§ **Document segment**:
.....
Small Farmers, Big Change in South India (Part I)

The following post was written by Rink Dickinson, Co-founder and Co-President of Equal Exchange I am on a trip with my colleagues, Wells Neal, Deepak Khandelwal, and Phyllis...

The following post was written by Rink Dickinson, Co-founder and Co-President of Equal Exchange


I am on a trip with my colleagues, Wells Neal, Deepak Khandelwal, and Phyllis Robinson.  We have been visiting tea farmers and cashew farmers in South India.  This post focuses on what we have seen on the tea part of the trip and how it relates to the overall story of small farmers in tea: that is to say; authentic fair trade in tea.


Equal Exchange worked in tea in 1987 and 1988.  We had a great tea, which consumers were buying and which was turning a profit.  Nevertheless, we chose to end the program; concluding that there was no path to develop a real small farmer supply chain.  Ten years later, as a larger organization with more resources, we re-started the work of trying to reform the tea market to the benefit of small farmers.  This process has often been slow and Sisyphean-like.  At times, we and our partners have lost energy or faith that we could create a seat at the trade table for small tea farmers.

But the truth is that the coffee struggle was not easy either.  It took a solid ten years of hard work in coffee before we were able to see the beginning of what would eventually become a successful, powerful reform of the coffee market.  Here in Kerala, in South India, we can see some small but important steps taking place in the struggle to secure a seat at the table for small tea farmers.  These steps, in tandem with some positive developments in the US, are creating a mutually positive cycle in the important work of creating a small farmer tea supply chain that works for farmers and US and UK consumers.
.....
§ **Written tasks**:
**a.** In which years did Equal Exchange first work in tea, according to the post about small farmers in South India?
**b.** Name all the colleagues the writer of the post about small farmers in South India is traveling with.

Raw rows
.....
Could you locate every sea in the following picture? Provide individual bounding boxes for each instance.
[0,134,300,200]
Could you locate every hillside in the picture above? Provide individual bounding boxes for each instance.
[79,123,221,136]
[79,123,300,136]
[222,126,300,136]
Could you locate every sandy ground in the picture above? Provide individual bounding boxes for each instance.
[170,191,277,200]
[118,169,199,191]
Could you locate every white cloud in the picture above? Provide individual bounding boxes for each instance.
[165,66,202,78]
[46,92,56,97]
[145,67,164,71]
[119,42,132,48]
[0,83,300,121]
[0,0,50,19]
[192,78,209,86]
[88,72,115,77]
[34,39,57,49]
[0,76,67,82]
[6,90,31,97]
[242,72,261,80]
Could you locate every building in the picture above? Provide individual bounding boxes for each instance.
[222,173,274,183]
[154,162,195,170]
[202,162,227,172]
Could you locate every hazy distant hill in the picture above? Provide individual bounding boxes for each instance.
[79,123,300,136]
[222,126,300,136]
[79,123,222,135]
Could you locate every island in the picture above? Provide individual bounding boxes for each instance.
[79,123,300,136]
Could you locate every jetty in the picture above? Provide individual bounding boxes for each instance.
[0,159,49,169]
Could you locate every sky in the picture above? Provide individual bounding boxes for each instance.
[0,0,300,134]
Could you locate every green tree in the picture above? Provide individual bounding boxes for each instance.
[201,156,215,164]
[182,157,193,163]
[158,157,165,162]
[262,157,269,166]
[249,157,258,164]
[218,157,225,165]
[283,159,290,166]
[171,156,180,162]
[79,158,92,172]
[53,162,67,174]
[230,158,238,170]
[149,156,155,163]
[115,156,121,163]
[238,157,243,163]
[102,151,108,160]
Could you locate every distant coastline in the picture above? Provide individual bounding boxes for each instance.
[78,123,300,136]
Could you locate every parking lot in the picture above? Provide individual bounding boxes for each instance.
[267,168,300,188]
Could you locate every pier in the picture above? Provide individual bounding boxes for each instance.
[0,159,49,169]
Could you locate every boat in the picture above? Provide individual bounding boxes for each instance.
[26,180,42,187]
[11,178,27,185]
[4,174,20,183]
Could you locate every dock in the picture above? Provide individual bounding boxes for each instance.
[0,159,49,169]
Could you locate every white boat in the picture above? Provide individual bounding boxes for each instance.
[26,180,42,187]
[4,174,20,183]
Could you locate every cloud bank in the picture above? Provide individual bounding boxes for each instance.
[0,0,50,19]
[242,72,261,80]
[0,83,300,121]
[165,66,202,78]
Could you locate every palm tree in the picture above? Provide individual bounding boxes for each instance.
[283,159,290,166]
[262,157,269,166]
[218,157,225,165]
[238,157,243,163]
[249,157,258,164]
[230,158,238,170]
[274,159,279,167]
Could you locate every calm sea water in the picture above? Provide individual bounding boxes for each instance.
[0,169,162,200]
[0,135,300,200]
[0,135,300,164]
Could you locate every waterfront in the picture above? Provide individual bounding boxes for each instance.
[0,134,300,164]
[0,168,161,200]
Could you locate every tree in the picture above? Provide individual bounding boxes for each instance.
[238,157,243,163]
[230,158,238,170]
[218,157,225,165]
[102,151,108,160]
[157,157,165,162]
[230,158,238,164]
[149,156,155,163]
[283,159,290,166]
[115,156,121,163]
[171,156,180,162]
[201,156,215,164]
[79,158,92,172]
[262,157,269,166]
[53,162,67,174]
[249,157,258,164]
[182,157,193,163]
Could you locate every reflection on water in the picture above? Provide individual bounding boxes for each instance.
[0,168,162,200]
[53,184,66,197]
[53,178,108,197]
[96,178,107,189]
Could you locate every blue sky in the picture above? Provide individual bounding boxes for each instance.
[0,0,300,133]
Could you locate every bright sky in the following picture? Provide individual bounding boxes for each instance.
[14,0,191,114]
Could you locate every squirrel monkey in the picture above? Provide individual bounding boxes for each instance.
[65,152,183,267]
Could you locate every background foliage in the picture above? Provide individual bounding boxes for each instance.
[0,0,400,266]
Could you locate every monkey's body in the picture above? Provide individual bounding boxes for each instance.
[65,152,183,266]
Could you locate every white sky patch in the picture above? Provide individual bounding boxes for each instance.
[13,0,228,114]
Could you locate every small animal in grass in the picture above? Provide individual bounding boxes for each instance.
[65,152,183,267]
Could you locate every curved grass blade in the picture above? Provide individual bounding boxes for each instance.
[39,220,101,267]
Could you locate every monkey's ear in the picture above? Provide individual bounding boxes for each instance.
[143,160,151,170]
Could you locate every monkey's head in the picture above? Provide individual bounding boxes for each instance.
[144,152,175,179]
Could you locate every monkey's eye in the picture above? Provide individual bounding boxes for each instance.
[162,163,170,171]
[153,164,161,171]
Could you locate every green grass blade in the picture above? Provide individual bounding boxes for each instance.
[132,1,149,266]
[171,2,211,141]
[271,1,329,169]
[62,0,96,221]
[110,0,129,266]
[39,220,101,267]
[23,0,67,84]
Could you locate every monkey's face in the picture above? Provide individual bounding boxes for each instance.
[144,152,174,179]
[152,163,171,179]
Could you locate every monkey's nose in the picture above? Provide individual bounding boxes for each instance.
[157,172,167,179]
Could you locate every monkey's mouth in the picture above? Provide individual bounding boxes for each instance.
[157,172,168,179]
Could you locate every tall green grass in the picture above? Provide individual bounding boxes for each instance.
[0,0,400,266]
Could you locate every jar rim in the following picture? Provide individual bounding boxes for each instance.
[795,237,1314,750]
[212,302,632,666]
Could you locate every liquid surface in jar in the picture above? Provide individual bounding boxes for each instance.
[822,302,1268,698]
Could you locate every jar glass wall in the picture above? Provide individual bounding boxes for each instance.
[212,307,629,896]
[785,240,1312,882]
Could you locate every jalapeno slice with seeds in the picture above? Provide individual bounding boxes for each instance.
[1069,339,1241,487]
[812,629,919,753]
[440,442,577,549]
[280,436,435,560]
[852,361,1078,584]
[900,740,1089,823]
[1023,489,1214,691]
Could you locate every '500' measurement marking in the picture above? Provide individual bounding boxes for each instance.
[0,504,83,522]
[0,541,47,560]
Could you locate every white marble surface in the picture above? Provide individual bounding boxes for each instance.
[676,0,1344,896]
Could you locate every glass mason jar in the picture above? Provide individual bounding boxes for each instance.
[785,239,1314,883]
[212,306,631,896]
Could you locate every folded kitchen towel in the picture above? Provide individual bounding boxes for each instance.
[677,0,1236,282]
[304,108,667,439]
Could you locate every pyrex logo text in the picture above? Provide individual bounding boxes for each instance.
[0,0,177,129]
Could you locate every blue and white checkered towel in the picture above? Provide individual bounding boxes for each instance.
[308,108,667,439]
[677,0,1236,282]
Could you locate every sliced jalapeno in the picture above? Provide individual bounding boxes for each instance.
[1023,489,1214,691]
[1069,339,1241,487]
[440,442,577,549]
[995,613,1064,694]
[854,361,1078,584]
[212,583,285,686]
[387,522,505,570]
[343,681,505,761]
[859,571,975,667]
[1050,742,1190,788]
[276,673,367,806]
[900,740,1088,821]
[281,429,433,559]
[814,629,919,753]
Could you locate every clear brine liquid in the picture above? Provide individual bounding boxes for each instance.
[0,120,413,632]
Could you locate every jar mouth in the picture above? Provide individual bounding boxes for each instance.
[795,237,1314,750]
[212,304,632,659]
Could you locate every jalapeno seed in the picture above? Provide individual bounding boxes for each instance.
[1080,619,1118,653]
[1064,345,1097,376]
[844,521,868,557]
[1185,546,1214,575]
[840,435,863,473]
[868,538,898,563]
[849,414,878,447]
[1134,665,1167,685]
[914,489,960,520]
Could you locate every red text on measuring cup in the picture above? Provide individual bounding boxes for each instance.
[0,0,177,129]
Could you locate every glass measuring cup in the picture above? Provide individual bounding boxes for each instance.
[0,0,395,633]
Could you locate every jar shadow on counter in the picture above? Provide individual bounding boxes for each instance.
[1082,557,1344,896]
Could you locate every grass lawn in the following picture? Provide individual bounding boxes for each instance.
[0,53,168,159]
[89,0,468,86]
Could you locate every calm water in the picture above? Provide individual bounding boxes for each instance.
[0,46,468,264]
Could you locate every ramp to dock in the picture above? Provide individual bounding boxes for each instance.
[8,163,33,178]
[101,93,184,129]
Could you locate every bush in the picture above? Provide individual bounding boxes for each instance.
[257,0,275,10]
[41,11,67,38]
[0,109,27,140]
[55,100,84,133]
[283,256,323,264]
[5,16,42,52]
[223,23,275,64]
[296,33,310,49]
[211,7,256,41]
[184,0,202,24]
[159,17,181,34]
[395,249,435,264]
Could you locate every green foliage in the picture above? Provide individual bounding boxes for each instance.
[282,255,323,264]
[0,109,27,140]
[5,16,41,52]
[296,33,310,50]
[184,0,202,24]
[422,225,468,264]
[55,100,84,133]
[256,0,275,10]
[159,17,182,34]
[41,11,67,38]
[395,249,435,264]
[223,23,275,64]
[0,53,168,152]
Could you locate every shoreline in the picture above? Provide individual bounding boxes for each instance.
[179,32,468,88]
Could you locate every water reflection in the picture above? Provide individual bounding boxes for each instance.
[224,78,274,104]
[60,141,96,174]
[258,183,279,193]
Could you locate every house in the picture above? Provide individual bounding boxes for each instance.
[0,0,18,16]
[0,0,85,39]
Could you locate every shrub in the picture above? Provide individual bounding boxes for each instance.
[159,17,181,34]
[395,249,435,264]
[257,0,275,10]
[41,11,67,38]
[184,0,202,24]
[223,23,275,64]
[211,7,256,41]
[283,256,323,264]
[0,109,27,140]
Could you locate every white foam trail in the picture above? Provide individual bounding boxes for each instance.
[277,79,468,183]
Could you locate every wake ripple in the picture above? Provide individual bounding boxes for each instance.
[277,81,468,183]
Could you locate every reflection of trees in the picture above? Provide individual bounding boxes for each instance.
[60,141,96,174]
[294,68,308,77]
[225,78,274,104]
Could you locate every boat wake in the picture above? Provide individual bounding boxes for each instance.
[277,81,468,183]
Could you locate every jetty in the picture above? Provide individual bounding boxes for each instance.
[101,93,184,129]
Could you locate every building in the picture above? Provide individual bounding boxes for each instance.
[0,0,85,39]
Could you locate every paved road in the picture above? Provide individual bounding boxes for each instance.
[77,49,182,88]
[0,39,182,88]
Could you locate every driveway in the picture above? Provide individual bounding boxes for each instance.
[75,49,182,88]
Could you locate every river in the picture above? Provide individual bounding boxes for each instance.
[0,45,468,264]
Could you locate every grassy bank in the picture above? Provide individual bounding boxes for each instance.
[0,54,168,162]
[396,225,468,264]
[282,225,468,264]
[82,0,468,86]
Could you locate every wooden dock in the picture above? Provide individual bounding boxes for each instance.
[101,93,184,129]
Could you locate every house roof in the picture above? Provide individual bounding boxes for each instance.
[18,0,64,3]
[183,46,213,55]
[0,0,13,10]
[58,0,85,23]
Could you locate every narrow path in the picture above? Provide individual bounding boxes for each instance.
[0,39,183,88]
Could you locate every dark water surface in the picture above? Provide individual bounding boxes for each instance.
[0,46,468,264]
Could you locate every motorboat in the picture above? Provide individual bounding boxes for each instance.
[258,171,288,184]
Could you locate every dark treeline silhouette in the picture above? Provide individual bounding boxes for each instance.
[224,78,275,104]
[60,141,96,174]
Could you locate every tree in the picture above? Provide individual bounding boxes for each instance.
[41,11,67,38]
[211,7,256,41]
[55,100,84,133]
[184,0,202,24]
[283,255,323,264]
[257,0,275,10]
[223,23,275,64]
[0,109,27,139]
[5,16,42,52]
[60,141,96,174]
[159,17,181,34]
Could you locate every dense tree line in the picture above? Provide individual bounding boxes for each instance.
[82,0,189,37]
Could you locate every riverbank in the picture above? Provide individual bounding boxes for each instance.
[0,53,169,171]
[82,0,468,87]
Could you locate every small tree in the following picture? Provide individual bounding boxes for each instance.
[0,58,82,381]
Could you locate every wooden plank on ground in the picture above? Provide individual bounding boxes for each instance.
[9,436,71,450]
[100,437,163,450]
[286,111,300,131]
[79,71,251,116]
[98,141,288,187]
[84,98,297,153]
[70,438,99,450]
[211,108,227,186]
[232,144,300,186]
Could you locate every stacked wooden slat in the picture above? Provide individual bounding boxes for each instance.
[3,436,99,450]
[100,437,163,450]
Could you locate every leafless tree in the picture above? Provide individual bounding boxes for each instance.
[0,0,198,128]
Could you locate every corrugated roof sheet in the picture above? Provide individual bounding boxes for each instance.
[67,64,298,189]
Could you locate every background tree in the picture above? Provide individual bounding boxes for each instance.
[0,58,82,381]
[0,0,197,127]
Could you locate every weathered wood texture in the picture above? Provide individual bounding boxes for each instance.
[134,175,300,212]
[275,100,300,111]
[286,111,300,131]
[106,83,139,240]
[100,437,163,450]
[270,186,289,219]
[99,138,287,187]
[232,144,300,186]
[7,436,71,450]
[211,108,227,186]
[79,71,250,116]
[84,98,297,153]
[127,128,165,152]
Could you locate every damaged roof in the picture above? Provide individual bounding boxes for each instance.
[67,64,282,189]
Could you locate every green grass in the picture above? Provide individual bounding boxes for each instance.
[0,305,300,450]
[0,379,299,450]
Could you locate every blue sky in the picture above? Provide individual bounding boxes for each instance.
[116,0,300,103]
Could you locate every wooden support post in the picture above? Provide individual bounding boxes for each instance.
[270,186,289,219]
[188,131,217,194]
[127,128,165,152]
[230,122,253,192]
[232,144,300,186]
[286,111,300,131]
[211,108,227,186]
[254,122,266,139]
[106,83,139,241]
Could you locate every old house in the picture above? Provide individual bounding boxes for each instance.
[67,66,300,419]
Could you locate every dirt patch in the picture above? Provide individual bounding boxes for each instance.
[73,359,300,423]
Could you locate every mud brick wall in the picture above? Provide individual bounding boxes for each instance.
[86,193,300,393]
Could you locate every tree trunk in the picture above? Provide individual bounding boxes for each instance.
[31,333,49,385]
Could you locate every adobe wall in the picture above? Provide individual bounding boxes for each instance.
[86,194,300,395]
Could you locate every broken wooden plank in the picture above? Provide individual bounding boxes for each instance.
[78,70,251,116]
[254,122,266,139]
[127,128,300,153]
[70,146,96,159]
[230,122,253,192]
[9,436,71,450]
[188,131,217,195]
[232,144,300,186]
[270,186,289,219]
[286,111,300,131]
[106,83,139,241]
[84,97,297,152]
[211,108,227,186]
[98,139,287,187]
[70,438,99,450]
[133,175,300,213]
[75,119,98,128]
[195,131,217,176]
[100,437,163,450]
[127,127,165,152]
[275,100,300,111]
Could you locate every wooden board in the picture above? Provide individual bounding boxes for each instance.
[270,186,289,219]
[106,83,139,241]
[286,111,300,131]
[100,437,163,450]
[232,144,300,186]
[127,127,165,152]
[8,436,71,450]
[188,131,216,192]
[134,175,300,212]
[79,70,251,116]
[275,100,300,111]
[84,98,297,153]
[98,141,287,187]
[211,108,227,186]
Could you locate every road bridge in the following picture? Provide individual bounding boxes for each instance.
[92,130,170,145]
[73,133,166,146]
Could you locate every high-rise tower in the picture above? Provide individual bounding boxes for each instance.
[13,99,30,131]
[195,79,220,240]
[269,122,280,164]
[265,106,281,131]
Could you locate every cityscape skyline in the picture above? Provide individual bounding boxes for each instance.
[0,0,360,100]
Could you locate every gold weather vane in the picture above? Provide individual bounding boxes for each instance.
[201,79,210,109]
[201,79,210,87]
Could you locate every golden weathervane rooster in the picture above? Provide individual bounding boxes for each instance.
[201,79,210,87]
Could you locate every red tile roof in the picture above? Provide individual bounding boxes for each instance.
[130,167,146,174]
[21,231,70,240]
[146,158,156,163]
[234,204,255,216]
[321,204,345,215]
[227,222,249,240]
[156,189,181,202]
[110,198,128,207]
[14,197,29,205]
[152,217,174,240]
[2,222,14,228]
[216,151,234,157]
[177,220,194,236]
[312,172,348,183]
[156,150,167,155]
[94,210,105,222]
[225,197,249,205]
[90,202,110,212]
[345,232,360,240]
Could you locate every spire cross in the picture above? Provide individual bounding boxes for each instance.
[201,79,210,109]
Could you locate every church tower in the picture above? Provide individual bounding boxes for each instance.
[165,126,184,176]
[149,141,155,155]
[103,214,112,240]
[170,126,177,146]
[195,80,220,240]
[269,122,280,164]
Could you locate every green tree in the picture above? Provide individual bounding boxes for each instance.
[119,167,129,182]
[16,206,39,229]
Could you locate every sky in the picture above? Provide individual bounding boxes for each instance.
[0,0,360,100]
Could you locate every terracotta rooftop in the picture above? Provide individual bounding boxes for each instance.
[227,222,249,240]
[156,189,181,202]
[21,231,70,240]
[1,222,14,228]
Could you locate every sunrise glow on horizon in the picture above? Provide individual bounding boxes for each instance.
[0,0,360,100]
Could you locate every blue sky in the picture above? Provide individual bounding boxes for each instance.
.....
§ **Task answers**:
**a.** 1987 and 1988

**b.** Wells Neal, Deepak Khandelwal, Phyllis Robinson